(Your task): Extract every line of the data below that contains the word "hair", and copy each one in full.

(Entries from an annotation dataset):
⟨
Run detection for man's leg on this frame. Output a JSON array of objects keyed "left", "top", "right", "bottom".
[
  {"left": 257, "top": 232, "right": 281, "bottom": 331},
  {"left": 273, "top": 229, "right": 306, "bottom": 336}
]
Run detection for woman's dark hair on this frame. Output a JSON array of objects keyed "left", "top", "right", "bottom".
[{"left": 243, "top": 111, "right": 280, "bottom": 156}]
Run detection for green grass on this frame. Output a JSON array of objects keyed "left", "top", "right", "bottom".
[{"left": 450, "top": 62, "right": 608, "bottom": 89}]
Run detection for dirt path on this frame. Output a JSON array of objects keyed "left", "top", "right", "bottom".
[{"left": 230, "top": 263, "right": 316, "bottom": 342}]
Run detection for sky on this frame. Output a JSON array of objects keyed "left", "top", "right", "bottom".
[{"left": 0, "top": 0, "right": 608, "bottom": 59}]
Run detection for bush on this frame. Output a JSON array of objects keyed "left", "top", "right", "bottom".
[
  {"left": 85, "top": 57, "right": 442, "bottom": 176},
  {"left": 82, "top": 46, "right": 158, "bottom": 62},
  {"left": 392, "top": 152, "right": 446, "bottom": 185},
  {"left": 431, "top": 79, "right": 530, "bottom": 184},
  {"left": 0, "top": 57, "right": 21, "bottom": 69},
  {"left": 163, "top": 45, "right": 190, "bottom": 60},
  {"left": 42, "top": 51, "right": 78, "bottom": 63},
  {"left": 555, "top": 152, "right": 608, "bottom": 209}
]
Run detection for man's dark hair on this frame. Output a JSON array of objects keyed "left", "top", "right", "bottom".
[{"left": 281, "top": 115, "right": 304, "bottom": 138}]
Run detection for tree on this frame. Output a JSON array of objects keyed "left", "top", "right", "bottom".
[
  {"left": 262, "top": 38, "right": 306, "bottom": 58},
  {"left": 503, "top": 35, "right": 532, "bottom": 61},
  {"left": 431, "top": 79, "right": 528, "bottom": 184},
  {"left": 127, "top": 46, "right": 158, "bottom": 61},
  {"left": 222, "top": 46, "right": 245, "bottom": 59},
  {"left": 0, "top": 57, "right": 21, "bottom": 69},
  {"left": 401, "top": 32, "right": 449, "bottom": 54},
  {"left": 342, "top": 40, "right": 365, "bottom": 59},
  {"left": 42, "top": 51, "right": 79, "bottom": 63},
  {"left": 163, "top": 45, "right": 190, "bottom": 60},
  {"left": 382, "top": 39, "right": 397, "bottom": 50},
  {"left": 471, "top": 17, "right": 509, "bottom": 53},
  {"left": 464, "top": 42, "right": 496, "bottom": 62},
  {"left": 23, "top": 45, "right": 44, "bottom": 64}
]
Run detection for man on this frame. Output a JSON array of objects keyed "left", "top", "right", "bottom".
⟩
(Result of this task):
Run detection for woman's dark hair on this frame. Output a JSON array of objects keyed "left", "top", "right", "bottom".
Run detection for man's dark hair on this frame. Output a JSON array of objects keyed "left", "top", "right", "bottom".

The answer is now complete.